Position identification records
□ □ □ □ □

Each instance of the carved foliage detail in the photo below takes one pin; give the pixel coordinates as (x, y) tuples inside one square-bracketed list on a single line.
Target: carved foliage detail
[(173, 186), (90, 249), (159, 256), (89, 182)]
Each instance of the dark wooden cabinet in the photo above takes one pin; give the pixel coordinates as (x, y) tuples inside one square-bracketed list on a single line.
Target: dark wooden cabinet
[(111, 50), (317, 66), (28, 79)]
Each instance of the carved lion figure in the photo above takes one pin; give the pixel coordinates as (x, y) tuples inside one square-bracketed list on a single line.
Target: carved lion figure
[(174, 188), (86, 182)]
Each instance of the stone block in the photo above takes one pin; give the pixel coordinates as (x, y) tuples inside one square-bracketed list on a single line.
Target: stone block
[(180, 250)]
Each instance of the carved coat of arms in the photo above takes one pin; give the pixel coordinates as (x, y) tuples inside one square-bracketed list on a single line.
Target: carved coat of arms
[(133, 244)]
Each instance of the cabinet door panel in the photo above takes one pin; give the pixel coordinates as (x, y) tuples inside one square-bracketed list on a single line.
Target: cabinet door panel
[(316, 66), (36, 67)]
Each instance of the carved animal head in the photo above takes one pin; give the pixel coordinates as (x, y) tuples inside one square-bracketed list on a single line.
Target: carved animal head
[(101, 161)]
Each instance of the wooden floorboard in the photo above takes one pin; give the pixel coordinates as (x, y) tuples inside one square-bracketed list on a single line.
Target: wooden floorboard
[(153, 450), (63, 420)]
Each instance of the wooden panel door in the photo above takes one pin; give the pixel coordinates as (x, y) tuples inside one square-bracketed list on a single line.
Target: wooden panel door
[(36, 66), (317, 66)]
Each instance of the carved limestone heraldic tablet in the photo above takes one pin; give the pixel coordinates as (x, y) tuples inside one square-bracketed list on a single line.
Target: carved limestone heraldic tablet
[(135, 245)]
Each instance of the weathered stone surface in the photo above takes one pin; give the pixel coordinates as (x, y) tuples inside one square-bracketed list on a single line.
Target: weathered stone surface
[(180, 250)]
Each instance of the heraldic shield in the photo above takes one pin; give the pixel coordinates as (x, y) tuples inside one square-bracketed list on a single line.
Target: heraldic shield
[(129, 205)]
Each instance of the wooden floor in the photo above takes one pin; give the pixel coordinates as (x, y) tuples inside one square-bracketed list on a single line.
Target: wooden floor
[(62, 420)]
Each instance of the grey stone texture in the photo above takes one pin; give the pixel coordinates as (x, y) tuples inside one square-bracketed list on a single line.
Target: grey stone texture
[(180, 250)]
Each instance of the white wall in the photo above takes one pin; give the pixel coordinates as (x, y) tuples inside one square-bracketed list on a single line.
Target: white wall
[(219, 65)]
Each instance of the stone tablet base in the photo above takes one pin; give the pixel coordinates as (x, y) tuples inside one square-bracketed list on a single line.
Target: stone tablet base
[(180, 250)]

□ □ □ □ □

_Task brief_.
Restate every entry word for word.

_Right answer_.
Each instance of the carved foliage detail in the photo below takes one pin; give the pixel coordinates as (x, y) tuples inside one square-bracketed list on a single line.
Target: carved foliage detail
[(173, 186), (90, 249), (159, 256), (89, 182)]
Each instance of the dark wooden cabinet in the photo above takes one pin; give the pixel coordinates as (x, y) tuples inside one square-bracketed list on a single line.
Target: dark wooden cabinet
[(111, 50), (317, 66), (28, 79)]
Each instance of the carved lion figure in the photo above takes one pin; give the pixel coordinates as (x, y) tuples inside one square-bracketed list on a single line.
Target: carved lion figure
[(174, 188), (86, 182)]
Each instance of the stone block in the photo above takes one pin; give the pixel coordinates as (x, y) tuples inside one square-bracketed list on a single line.
Target: stone block
[(180, 250)]
Each instance of the carved coat of arms in the photo above takes one pin; give the pixel coordinates as (x, y) tuples inside one square-bracketed list on a single line.
Target: carved coat of arms
[(133, 244)]
Each instance of the cabinet door panel in the photo above takes one pin; give the pixel coordinates as (x, y) tuples inside one square-bracketed list on a single line.
Target: cabinet door panel
[(316, 66), (36, 67)]
Each instance of the carved animal head in the photo above takes one pin; give the pixel coordinates as (x, y) tuples inside one square-bracketed list on a single line.
Target: carved animal head
[(101, 161)]
Each instance of the wooden floorboard in the photo above takes one pin; give the pixel coordinates as (x, y) tuples inside one square-bracketed list on a single line.
Target: wooden floorboard
[(153, 450), (63, 420)]
Each instance of the wooden panel door in the photo above takes one pin; give the pixel coordinates as (x, y) tuples inside one square-bracketed list on a single line.
Target: wooden panel door
[(36, 66), (317, 66)]
Each instance of the carved limestone heraldic tablet in the photo above takes one pin; give the pixel coordinates as (x, y) tuples inside one square-bracketed list on a single line.
Target: carved limestone heraldic tablet
[(135, 245)]
Each instance of the weathered stone surface in the photo above takes one pin; give the pixel coordinates as (x, y) tuples inside one square-bracketed list on a single line.
Target: weathered stone surface
[(180, 250)]
Each instance of the heraldic shield in the photo above takes one pin; give the pixel coordinates as (x, y) tuples inside one square-bracketed list on a single line.
Target: heraldic shield
[(129, 205)]
Each instance of the wooden floor in the photo above takes one pin; give the pixel coordinates as (x, y) tuples inside one square-bracketed list on a single line.
Target: wooden floor
[(62, 420)]
Each instance of the grey stone texture in the photo above takes one pin; give the pixel coordinates as (x, y) tuples inside one square-bracketed list on a single line.
Target: grey stone texture
[(180, 250)]
Each instance of the white wall in the photo above takes one pin; give the pixel coordinates as (x, y) tuples inside one square-bracketed list on a single line.
Target: white wall
[(219, 65)]
Each instance of the stone tablet base in the photo above takes one pin; give the pixel coordinates as (x, y) tuples inside one square-bracketed list on a single line.
Target: stone tablet base
[(180, 250)]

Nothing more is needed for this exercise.